DOCUMENT EXTRACT:
— BEGIN —

IB Mathematics AHL 5.13 The evaluation of limits AA HL Paper 3
Question
Informally, the curvature of a curve can be thought of as the amount by which the curve deviates from being a straight line. In this problem, you will examine the curvature of several types of functions.
For any function \( f \) that is twice differentiable, the curvature \( k \) is defined by \[ k(x) = \frac{|f”(x)|}{\bigl(1 + (f'(x))^2\bigr)^{3/2}}. \]
(a) Consider the family of linear functions \( g(x) = mx + c \), where \( m, c \in \mathbb{R} \). Show that for these functions, \( k(x) = 0 \) for all \( x \).

— END —

[Rows of box annotation data]
— BEGIN —

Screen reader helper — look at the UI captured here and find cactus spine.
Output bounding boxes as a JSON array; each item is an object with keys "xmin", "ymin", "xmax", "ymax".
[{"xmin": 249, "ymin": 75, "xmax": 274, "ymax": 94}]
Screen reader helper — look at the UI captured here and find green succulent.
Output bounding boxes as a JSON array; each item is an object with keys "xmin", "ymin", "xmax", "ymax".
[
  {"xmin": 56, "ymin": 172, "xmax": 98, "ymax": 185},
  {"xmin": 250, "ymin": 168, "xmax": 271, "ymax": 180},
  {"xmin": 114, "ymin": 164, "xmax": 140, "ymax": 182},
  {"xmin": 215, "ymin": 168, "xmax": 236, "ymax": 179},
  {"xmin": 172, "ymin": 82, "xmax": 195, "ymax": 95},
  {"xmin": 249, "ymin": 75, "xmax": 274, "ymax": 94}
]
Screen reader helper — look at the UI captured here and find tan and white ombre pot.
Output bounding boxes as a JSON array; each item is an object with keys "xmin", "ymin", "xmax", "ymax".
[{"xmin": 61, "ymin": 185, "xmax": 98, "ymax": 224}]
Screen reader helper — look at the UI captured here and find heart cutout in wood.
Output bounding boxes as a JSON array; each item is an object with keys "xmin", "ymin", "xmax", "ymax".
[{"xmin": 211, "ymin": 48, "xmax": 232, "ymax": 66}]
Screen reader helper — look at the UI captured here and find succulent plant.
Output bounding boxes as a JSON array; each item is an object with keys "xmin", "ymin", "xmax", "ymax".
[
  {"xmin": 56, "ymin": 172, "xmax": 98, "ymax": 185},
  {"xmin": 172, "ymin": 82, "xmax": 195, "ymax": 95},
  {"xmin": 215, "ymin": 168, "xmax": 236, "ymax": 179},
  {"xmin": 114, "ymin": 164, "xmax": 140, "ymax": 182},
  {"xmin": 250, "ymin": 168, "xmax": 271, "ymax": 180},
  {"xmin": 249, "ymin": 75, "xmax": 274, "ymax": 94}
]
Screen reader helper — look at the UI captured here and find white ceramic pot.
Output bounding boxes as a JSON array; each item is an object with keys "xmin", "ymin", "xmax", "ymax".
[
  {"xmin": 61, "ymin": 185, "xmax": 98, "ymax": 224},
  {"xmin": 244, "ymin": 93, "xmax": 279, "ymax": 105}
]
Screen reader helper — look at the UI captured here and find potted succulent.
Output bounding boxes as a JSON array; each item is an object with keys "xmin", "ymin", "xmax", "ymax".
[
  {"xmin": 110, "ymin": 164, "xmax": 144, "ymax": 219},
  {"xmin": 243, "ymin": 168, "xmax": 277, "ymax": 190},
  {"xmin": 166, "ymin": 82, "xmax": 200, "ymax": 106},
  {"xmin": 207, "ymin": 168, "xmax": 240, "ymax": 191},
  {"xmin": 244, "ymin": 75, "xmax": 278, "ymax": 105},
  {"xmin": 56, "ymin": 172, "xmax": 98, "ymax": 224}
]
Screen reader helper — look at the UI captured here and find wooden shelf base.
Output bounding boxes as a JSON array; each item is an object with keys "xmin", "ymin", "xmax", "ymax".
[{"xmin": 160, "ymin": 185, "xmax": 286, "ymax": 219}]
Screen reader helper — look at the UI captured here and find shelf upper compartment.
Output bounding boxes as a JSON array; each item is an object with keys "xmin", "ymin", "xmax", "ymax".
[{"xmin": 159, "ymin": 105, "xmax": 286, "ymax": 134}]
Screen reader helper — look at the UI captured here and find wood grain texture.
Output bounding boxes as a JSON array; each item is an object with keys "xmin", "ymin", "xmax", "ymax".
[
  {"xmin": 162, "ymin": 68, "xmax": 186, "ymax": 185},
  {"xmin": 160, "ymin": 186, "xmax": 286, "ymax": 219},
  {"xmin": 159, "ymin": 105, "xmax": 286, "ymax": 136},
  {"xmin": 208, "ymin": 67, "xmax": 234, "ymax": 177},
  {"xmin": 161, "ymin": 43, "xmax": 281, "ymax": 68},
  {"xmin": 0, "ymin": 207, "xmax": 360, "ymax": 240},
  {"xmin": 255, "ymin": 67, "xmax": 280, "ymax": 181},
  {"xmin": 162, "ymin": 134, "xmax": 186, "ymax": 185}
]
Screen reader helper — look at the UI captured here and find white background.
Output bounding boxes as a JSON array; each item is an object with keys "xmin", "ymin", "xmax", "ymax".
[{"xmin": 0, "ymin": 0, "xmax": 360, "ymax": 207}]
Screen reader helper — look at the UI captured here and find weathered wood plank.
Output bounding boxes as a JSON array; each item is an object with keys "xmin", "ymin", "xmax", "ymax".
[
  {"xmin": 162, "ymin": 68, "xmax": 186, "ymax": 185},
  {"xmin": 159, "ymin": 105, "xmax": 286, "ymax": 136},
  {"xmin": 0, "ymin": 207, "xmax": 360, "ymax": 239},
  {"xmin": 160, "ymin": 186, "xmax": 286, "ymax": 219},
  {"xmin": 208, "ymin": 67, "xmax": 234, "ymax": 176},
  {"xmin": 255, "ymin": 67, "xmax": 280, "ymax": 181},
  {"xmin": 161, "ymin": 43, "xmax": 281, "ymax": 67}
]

— END —

WORK TO COMPLETE:
Could you write the next part of the curvature exam problem, picking up right after part (a)?

ANSWER TO THIS EXERCISE:
(b) Now consider the family of quadratic functions \( h(x) = ax^2 + bx + c \) with \( a \neq 0 \). For these functions it is given that \[ k(x) = \frac{2|a|}{\bigl(1 + (2ax + b)^2\bigr)^{3/2}}, \qquad k'(x) = -\frac{12a|a|(2ax + b)}{\bigl(1 + (2ax + b)^2\bigr)^{5/2}}. \] Let \( k_{\max} \) denote the maximum value of \( k(x) \).
(i) By solving \( k'(x) = 0 \), find the value of \( x \) at which \( k_{\max} \) occurs.
(ii) Hence determine an expression for \( k_{\max} \) in terms of \( a \) only.
(iii) State the value of \( \displaystyle \lim_{x \to \infty} k(x) \) and give a brief interpretation of this result.
(iv) For the two quadratic functions \[ p(x) = -2x^2 + 2x – 10 \quad \text{and} \quad q(x) = 2x^2 + 5x + 25, \] state which of the following is true and justify your choice:
A. \( k_{\max} \) of \( p \) > \( k_{\max} \) of \( q \) B. \( k_{\max} \) of \( p \) < \( k_{\max} \) of \( q \) C. \( k_{\max} \) of \( p \) = \( k_{\max} \) of \( q \)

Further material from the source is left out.